*** The records Section Begins ***

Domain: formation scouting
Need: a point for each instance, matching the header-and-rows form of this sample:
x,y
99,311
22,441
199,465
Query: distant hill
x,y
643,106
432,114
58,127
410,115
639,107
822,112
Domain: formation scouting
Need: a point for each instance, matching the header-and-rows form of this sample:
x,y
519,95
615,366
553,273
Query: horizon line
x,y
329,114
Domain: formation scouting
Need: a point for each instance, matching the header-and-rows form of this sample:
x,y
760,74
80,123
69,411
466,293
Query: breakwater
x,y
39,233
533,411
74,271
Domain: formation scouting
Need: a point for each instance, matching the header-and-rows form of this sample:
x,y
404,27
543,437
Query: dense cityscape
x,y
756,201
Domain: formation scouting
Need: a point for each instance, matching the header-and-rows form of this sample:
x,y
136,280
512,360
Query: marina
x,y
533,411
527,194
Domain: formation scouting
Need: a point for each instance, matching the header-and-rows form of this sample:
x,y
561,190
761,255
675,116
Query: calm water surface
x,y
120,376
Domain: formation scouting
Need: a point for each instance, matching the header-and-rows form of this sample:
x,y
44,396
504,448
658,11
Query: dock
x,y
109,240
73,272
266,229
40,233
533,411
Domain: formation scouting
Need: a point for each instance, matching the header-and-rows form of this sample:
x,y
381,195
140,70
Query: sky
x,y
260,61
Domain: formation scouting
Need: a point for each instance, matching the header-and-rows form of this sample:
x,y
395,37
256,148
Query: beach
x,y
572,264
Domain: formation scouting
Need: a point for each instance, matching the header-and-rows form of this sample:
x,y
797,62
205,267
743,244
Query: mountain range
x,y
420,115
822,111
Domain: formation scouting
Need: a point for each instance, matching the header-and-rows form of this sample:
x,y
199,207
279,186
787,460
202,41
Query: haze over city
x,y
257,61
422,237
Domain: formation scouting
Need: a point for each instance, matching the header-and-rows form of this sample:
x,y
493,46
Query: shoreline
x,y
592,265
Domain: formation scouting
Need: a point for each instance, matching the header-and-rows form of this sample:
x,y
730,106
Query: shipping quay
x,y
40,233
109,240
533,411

*** The records Section Ends ***

◆ **Task directions**: All entries above are to be reproduced exactly.

◆ **Reply**:
Domain: formation scouting
Need: a point for each instance, matching the header-and-rows form of this sample:
x,y
99,311
22,441
199,465
Query: distant hill
x,y
643,106
432,114
58,127
410,115
639,107
822,112
Domain: formation scouting
Need: a point for each instance, matching the header-and-rows form of this sample:
x,y
519,95
615,366
553,273
Query: horizon line
x,y
329,114
Domain: formation scouting
Need: a point for each instance, matching the header-and-rows form of this sample:
x,y
760,74
80,123
69,411
466,293
Query: breakwater
x,y
39,233
533,411
74,271
Domain: formation scouting
Need: a point for each instance, matching the header-and-rows form of this sample:
x,y
404,27
543,437
Query: dense cityscape
x,y
756,201
Domain: formation scouting
Need: a point for each instance, matching the header-and-rows form of this sample:
x,y
136,280
512,360
Query: marina
x,y
533,411
527,194
Domain: formation scouting
Need: a point for each instance, matching the header-and-rows form of this sample:
x,y
561,190
761,255
675,116
Query: calm water surface
x,y
120,376
Domain: formation scouting
Need: a point for each instance, matching the header-and-rows form of this sample:
x,y
44,396
504,448
658,11
Query: dock
x,y
109,240
73,272
266,229
40,233
533,411
Domain: formation scouting
Need: a point for each instance, matching the header-and-rows form of this sample:
x,y
381,195
140,70
Query: sky
x,y
260,61
Domain: formation scouting
Need: a point for each instance, matching the header-and-rows form of this sample:
x,y
395,37
256,148
Query: beach
x,y
572,264
Domain: formation scouting
Need: a point for each instance, matching the header-and-rows form of this sample:
x,y
797,62
205,267
743,244
Query: mountain range
x,y
420,115
822,111
Domain: formation scouting
Need: a point for each instance, matching the header-and-rows form of this sample:
x,y
199,207
279,186
787,460
202,41
Query: haze over city
x,y
257,61
422,237
Domain: formation scouting
Need: a point for each instance, matching the header-and-rows form of this sample:
x,y
493,46
Query: shoreline
x,y
592,265
Domain: formation scouting
Need: a point for each instance, matching the header-and-rows form of this sample:
x,y
730,106
Query: shipping quay
x,y
40,233
109,240
533,411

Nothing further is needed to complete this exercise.